## TASK STATEMENT
From the line that contains "Target: windshield wiper" to the final line of the entries below, write out every line exactly as it appears, and nothing else.

Saved entries
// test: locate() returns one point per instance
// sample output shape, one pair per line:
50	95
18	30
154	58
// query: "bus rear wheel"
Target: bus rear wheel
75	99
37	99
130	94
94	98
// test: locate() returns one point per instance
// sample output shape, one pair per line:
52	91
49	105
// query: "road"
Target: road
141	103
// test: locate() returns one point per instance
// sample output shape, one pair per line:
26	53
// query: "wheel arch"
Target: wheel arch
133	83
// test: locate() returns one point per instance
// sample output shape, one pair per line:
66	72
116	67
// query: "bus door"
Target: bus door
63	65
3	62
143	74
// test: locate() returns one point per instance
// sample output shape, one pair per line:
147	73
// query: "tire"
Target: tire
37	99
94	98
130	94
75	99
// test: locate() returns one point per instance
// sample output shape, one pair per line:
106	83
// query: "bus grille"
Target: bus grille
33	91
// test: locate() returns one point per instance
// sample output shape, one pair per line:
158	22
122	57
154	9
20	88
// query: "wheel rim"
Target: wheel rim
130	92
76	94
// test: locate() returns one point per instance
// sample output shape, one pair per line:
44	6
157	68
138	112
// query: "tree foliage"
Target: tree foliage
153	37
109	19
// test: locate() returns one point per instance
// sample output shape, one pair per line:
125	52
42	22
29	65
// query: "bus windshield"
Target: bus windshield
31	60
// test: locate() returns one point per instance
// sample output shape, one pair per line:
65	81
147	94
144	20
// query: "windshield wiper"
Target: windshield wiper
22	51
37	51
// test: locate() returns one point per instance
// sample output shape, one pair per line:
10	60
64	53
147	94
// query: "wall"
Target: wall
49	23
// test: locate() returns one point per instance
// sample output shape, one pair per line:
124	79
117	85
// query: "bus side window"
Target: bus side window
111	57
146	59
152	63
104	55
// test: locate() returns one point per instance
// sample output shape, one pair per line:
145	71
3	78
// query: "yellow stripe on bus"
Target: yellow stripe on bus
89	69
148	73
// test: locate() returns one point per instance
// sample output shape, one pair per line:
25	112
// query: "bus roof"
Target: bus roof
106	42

## ANSWER
Target: windshield wiper
22	51
37	51
// test: locate() returns one point per instance
// sample output shape, one pair per line:
10	60
64	53
147	94
// query: "wall"
Target: wall
49	23
// test: locate() returns one point per instance
// sample output shape, one pair per line:
124	79
117	85
// query: "bus side window"
Target: bus side window
111	57
146	59
152	63
104	55
// test: locate() returns one point per instance
// sample output shape, one pair per line:
145	71
3	78
// query: "yellow stripe on bus"
Target: yellow stripe on bus
89	69
148	73
// test: locate() returns one point per instance
// sample output shape, one pair per line:
25	112
// query: "bus roof"
Target: bus roof
106	42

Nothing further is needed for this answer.